(What is being asked)
Scan the records below and copy every line that contains the string "black".

(Data to use)
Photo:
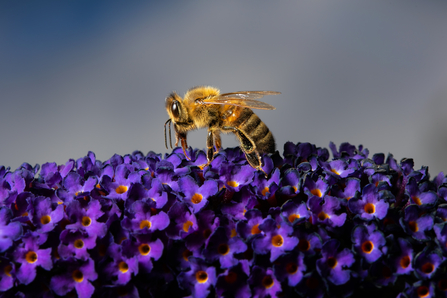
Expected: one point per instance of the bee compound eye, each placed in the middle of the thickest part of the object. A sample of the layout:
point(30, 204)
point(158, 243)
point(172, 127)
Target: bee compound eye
point(175, 109)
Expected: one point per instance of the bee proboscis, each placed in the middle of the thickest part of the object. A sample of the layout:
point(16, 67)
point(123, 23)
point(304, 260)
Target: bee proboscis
point(205, 106)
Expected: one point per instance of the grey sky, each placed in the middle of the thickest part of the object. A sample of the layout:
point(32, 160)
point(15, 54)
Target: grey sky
point(78, 76)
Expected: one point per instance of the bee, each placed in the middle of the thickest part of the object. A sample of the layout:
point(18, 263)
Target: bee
point(205, 106)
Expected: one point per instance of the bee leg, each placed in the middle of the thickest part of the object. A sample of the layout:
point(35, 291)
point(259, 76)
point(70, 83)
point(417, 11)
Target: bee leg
point(249, 148)
point(254, 159)
point(182, 138)
point(210, 146)
point(217, 141)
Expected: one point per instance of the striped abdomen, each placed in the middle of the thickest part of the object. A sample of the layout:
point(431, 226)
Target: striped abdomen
point(254, 129)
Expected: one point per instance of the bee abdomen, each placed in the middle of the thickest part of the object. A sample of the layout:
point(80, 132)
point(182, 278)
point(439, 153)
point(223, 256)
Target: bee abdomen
point(259, 133)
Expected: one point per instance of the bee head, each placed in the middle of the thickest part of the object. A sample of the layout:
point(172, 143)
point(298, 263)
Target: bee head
point(175, 108)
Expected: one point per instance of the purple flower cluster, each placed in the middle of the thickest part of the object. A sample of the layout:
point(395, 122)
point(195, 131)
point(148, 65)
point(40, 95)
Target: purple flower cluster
point(144, 225)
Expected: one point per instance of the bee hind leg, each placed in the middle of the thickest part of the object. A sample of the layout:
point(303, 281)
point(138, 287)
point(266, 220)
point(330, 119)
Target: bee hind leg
point(254, 159)
point(249, 148)
point(210, 146)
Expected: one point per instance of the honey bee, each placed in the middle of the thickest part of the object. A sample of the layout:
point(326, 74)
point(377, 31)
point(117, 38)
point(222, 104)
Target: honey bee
point(205, 106)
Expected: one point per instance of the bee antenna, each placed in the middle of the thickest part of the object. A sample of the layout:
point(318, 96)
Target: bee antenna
point(166, 141)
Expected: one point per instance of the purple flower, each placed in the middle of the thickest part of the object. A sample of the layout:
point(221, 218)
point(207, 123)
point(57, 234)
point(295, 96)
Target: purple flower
point(86, 219)
point(263, 282)
point(76, 275)
point(222, 247)
point(7, 274)
point(75, 186)
point(183, 222)
point(382, 273)
point(144, 249)
point(266, 187)
point(236, 176)
point(308, 243)
point(334, 265)
point(30, 255)
point(403, 261)
point(368, 244)
point(274, 240)
point(199, 279)
point(370, 206)
point(351, 190)
point(416, 223)
point(427, 262)
point(290, 267)
point(44, 214)
point(290, 183)
point(118, 187)
point(9, 231)
point(338, 168)
point(311, 285)
point(75, 244)
point(207, 222)
point(250, 228)
point(157, 193)
point(197, 196)
point(294, 213)
point(233, 282)
point(121, 269)
point(319, 188)
point(145, 218)
point(324, 211)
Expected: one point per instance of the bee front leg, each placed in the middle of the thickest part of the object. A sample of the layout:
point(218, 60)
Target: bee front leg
point(182, 138)
point(249, 148)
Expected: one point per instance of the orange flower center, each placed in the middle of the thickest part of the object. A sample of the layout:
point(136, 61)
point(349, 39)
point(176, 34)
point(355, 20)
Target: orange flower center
point(255, 229)
point(232, 183)
point(123, 267)
point(331, 262)
point(277, 241)
point(31, 257)
point(79, 243)
point(316, 192)
point(417, 200)
point(145, 224)
point(223, 249)
point(201, 276)
point(77, 276)
point(293, 216)
point(322, 215)
point(231, 277)
point(413, 226)
point(121, 189)
point(186, 226)
point(144, 249)
point(196, 198)
point(367, 246)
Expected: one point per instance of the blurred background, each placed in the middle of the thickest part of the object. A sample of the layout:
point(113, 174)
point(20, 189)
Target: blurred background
point(93, 75)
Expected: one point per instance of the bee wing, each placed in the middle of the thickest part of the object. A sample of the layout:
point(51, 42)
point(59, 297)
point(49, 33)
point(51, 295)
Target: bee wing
point(245, 99)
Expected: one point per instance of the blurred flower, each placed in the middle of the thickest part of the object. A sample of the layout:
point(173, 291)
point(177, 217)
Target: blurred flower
point(76, 276)
point(161, 226)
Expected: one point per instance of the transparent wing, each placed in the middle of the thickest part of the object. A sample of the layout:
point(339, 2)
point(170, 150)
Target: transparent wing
point(245, 99)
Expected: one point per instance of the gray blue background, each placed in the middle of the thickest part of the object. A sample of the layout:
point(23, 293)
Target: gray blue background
point(92, 75)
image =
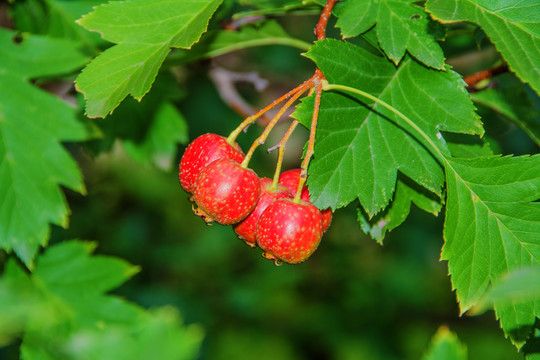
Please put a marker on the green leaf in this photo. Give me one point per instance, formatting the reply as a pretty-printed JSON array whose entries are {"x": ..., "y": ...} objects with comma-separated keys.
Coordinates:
[
  {"x": 401, "y": 26},
  {"x": 512, "y": 99},
  {"x": 33, "y": 163},
  {"x": 159, "y": 145},
  {"x": 32, "y": 56},
  {"x": 512, "y": 26},
  {"x": 361, "y": 159},
  {"x": 445, "y": 345},
  {"x": 80, "y": 275},
  {"x": 467, "y": 146},
  {"x": 159, "y": 336},
  {"x": 491, "y": 228},
  {"x": 56, "y": 18},
  {"x": 219, "y": 42},
  {"x": 406, "y": 194},
  {"x": 154, "y": 129},
  {"x": 531, "y": 350},
  {"x": 145, "y": 32},
  {"x": 517, "y": 286},
  {"x": 64, "y": 312}
]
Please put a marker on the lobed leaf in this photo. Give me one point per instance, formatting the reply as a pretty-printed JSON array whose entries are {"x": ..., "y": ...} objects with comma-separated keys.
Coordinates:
[
  {"x": 64, "y": 312},
  {"x": 145, "y": 31},
  {"x": 359, "y": 147},
  {"x": 401, "y": 26},
  {"x": 491, "y": 228},
  {"x": 512, "y": 26},
  {"x": 33, "y": 123},
  {"x": 514, "y": 100},
  {"x": 219, "y": 42},
  {"x": 56, "y": 18}
]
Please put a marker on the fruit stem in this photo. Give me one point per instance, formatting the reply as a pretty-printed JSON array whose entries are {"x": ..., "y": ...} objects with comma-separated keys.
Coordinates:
[
  {"x": 251, "y": 119},
  {"x": 262, "y": 138},
  {"x": 281, "y": 152},
  {"x": 313, "y": 129}
]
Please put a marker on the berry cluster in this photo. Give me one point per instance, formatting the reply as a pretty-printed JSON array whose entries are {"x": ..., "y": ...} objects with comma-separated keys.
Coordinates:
[
  {"x": 274, "y": 214},
  {"x": 263, "y": 212}
]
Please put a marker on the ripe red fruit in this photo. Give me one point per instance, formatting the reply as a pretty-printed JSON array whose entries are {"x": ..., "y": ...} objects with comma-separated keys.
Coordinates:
[
  {"x": 290, "y": 179},
  {"x": 226, "y": 192},
  {"x": 202, "y": 151},
  {"x": 246, "y": 228},
  {"x": 289, "y": 231}
]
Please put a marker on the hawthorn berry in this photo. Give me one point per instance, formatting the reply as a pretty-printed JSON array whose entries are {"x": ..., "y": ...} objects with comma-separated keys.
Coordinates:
[
  {"x": 289, "y": 231},
  {"x": 225, "y": 192},
  {"x": 246, "y": 228},
  {"x": 290, "y": 179},
  {"x": 201, "y": 152}
]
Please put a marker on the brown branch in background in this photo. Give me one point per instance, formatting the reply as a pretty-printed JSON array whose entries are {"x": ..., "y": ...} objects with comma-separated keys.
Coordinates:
[
  {"x": 238, "y": 23},
  {"x": 474, "y": 79},
  {"x": 225, "y": 81}
]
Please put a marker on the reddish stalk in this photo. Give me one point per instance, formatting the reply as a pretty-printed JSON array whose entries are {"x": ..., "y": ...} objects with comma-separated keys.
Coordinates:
[
  {"x": 315, "y": 82},
  {"x": 311, "y": 141},
  {"x": 251, "y": 119},
  {"x": 281, "y": 151},
  {"x": 474, "y": 79},
  {"x": 262, "y": 138}
]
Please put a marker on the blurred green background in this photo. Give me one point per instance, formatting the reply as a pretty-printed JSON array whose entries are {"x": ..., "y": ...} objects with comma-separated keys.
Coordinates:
[{"x": 353, "y": 299}]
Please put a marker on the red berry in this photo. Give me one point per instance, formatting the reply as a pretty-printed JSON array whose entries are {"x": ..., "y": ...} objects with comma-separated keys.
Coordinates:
[
  {"x": 226, "y": 192},
  {"x": 289, "y": 231},
  {"x": 290, "y": 179},
  {"x": 246, "y": 228},
  {"x": 202, "y": 151}
]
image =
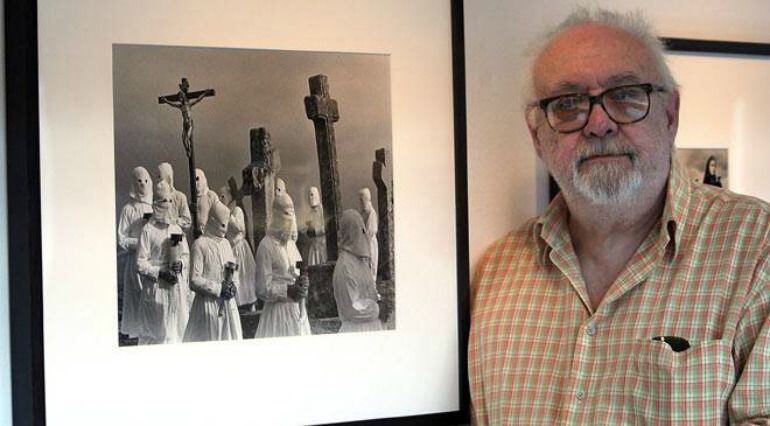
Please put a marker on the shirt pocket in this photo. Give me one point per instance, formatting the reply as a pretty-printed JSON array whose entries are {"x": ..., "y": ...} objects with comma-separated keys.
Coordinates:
[{"x": 680, "y": 387}]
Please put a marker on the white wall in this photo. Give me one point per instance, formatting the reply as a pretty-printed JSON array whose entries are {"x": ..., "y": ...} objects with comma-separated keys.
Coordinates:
[{"x": 502, "y": 167}]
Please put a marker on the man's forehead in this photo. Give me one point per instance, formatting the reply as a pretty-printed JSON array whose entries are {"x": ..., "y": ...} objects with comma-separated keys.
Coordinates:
[{"x": 591, "y": 56}]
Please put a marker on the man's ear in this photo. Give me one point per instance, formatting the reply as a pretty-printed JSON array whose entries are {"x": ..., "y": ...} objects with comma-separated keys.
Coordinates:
[
  {"x": 672, "y": 114},
  {"x": 531, "y": 119}
]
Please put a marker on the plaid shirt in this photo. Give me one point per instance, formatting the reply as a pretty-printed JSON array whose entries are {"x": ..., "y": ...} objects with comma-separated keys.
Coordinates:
[{"x": 539, "y": 353}]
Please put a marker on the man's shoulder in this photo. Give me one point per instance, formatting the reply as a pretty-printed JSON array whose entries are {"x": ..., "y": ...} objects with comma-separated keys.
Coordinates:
[
  {"x": 514, "y": 242},
  {"x": 509, "y": 253},
  {"x": 728, "y": 211}
]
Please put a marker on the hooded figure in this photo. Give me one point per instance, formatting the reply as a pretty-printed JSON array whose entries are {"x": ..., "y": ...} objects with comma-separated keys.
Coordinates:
[
  {"x": 236, "y": 229},
  {"x": 206, "y": 198},
  {"x": 275, "y": 273},
  {"x": 370, "y": 221},
  {"x": 214, "y": 312},
  {"x": 181, "y": 209},
  {"x": 316, "y": 229},
  {"x": 354, "y": 289},
  {"x": 710, "y": 174},
  {"x": 132, "y": 219},
  {"x": 163, "y": 261},
  {"x": 291, "y": 245}
]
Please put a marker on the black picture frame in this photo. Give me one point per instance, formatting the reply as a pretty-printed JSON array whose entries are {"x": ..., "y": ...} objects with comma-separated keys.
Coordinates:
[
  {"x": 690, "y": 45},
  {"x": 24, "y": 218}
]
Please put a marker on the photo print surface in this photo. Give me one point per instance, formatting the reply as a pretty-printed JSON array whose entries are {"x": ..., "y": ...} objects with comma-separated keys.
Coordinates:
[
  {"x": 705, "y": 165},
  {"x": 254, "y": 193}
]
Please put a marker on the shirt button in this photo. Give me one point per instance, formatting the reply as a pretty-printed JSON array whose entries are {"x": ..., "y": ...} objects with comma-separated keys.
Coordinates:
[{"x": 591, "y": 329}]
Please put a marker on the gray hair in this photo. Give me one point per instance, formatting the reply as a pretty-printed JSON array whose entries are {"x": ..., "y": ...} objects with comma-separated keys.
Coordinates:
[{"x": 633, "y": 23}]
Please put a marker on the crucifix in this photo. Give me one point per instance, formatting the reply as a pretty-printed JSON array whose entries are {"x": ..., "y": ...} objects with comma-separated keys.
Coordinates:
[
  {"x": 184, "y": 100},
  {"x": 385, "y": 207},
  {"x": 322, "y": 110}
]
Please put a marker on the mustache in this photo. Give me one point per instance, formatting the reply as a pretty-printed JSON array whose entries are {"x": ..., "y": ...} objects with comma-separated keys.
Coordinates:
[{"x": 605, "y": 147}]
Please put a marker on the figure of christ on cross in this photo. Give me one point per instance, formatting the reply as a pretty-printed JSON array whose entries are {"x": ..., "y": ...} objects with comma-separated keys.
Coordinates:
[{"x": 184, "y": 100}]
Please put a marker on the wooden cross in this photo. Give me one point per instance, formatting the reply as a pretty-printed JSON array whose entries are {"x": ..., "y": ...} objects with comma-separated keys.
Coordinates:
[
  {"x": 385, "y": 209},
  {"x": 184, "y": 100},
  {"x": 322, "y": 110}
]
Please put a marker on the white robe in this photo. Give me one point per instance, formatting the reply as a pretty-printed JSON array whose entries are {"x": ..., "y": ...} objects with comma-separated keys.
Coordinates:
[
  {"x": 236, "y": 230},
  {"x": 370, "y": 222},
  {"x": 129, "y": 227},
  {"x": 355, "y": 294},
  {"x": 317, "y": 252},
  {"x": 205, "y": 202},
  {"x": 280, "y": 315},
  {"x": 164, "y": 307},
  {"x": 182, "y": 210},
  {"x": 208, "y": 259}
]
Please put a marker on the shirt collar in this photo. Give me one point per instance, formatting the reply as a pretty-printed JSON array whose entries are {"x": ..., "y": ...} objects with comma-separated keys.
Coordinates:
[{"x": 551, "y": 229}]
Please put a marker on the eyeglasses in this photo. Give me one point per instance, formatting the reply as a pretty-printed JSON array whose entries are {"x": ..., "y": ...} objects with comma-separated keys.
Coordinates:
[{"x": 623, "y": 104}]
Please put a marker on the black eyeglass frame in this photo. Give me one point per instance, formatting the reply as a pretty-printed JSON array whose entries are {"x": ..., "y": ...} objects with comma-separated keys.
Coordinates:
[{"x": 599, "y": 99}]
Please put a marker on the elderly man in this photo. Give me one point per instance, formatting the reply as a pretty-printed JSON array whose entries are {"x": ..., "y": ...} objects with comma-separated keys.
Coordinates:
[{"x": 637, "y": 296}]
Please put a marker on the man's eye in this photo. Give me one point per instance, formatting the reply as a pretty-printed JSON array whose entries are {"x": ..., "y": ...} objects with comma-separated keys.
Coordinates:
[
  {"x": 566, "y": 103},
  {"x": 625, "y": 94}
]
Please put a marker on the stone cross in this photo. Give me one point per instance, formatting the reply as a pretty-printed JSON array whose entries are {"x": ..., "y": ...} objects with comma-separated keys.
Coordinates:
[
  {"x": 184, "y": 100},
  {"x": 385, "y": 208},
  {"x": 322, "y": 110},
  {"x": 259, "y": 180}
]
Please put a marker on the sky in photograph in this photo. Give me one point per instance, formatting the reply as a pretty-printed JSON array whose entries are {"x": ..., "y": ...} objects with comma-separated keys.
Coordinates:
[{"x": 254, "y": 88}]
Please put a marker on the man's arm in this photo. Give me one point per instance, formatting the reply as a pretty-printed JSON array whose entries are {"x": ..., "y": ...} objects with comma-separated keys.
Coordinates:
[{"x": 749, "y": 402}]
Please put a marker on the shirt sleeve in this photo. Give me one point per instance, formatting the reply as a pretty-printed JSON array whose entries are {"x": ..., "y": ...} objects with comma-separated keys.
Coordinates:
[
  {"x": 749, "y": 402},
  {"x": 268, "y": 288},
  {"x": 143, "y": 256},
  {"x": 198, "y": 282}
]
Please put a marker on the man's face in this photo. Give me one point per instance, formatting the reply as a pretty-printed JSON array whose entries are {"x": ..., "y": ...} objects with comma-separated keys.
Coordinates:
[{"x": 604, "y": 162}]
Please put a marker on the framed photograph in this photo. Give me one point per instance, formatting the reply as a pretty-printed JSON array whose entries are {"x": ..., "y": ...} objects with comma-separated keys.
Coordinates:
[
  {"x": 725, "y": 98},
  {"x": 705, "y": 166},
  {"x": 286, "y": 125}
]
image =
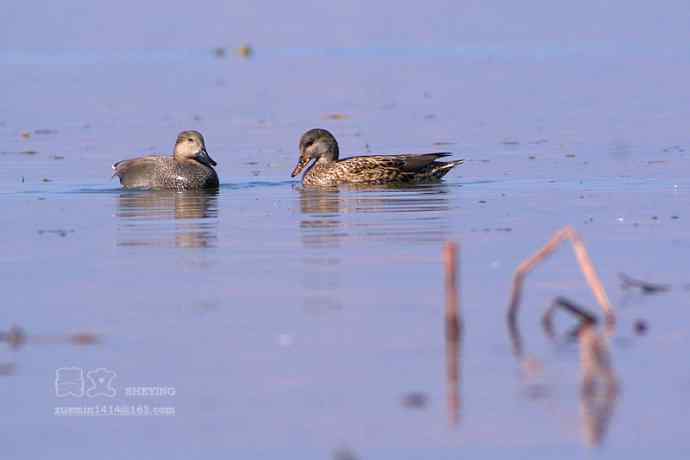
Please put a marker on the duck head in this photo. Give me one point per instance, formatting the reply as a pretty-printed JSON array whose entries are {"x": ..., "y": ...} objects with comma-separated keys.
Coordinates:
[
  {"x": 316, "y": 144},
  {"x": 190, "y": 146}
]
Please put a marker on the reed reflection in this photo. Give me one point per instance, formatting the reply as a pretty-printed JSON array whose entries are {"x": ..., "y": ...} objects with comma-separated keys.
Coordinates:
[{"x": 168, "y": 219}]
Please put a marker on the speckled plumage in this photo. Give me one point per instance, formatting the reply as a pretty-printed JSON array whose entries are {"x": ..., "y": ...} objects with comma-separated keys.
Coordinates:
[
  {"x": 189, "y": 168},
  {"x": 329, "y": 170}
]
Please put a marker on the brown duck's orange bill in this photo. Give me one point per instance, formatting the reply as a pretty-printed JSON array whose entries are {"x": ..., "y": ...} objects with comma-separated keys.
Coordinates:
[{"x": 303, "y": 161}]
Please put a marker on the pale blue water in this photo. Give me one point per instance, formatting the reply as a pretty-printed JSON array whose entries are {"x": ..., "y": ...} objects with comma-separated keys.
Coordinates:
[{"x": 293, "y": 322}]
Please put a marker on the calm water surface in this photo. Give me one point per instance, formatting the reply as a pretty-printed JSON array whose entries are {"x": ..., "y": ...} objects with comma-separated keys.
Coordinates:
[{"x": 301, "y": 323}]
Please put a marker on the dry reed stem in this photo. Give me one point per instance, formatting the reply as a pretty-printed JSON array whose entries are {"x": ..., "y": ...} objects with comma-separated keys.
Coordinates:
[
  {"x": 599, "y": 388},
  {"x": 453, "y": 332},
  {"x": 586, "y": 265}
]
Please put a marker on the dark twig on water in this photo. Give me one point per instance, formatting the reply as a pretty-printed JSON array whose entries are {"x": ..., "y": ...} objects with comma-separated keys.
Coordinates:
[
  {"x": 644, "y": 286},
  {"x": 583, "y": 316},
  {"x": 586, "y": 265},
  {"x": 16, "y": 337}
]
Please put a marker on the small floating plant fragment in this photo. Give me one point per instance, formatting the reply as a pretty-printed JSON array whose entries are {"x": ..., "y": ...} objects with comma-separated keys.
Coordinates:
[
  {"x": 16, "y": 337},
  {"x": 645, "y": 287},
  {"x": 245, "y": 51},
  {"x": 336, "y": 116}
]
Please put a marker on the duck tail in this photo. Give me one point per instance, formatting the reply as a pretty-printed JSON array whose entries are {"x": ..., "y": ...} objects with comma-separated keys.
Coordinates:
[{"x": 441, "y": 168}]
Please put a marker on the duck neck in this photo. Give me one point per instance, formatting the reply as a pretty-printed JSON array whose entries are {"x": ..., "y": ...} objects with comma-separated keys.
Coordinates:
[{"x": 331, "y": 155}]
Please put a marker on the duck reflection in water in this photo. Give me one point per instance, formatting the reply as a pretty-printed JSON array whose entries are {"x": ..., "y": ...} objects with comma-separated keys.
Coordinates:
[
  {"x": 334, "y": 217},
  {"x": 322, "y": 233},
  {"x": 168, "y": 219}
]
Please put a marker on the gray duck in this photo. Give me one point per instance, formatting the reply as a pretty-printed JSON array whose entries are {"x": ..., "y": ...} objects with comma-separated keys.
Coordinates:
[{"x": 189, "y": 167}]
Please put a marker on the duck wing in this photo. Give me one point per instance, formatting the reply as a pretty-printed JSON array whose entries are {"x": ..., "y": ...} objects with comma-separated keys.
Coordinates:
[
  {"x": 404, "y": 162},
  {"x": 139, "y": 172}
]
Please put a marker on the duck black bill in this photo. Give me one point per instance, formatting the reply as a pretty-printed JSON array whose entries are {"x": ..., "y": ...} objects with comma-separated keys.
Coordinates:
[
  {"x": 203, "y": 158},
  {"x": 300, "y": 165}
]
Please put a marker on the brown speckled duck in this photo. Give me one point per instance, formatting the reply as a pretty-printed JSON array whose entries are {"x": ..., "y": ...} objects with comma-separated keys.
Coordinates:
[
  {"x": 329, "y": 170},
  {"x": 189, "y": 168}
]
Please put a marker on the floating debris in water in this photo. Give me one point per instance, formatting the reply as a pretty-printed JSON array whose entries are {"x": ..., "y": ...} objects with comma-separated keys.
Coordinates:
[
  {"x": 415, "y": 400},
  {"x": 245, "y": 51},
  {"x": 59, "y": 232},
  {"x": 584, "y": 317},
  {"x": 45, "y": 132},
  {"x": 15, "y": 337},
  {"x": 84, "y": 338},
  {"x": 7, "y": 369},
  {"x": 336, "y": 116},
  {"x": 586, "y": 266},
  {"x": 344, "y": 453},
  {"x": 645, "y": 286}
]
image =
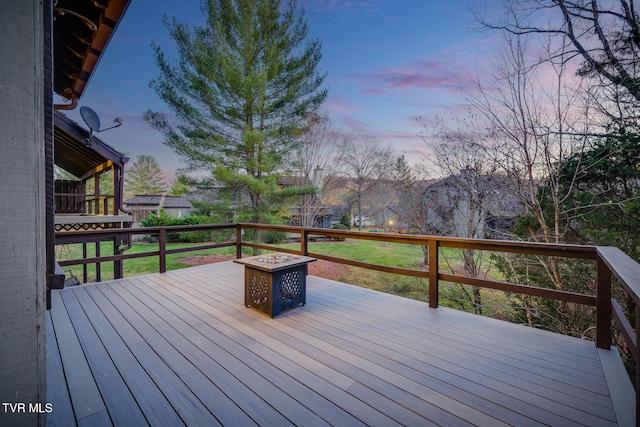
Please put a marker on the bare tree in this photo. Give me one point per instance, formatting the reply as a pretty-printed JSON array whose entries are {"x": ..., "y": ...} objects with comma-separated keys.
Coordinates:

(The answer)
Please put a marker on the black picture frame in this photo. Give me one point per instance, formatting the reply as a pretty-printed JSON array whose entries are {"x": ..., "y": ...} objects with comma-separated keys.
Please put a marker on the black eyeglass frame in this photo. Give me one point per instance, formatting the reply as a pretty-printed JSON array whose entries are {"x": ..., "y": ...} objects with comma-separated keys.
Please put a marker on the duck black bill in this photo. Give me one point per instance, formatting the reply as a pretty-printed JSON array whose entries are {"x": ..., "y": ...} objects with comma-separated keys.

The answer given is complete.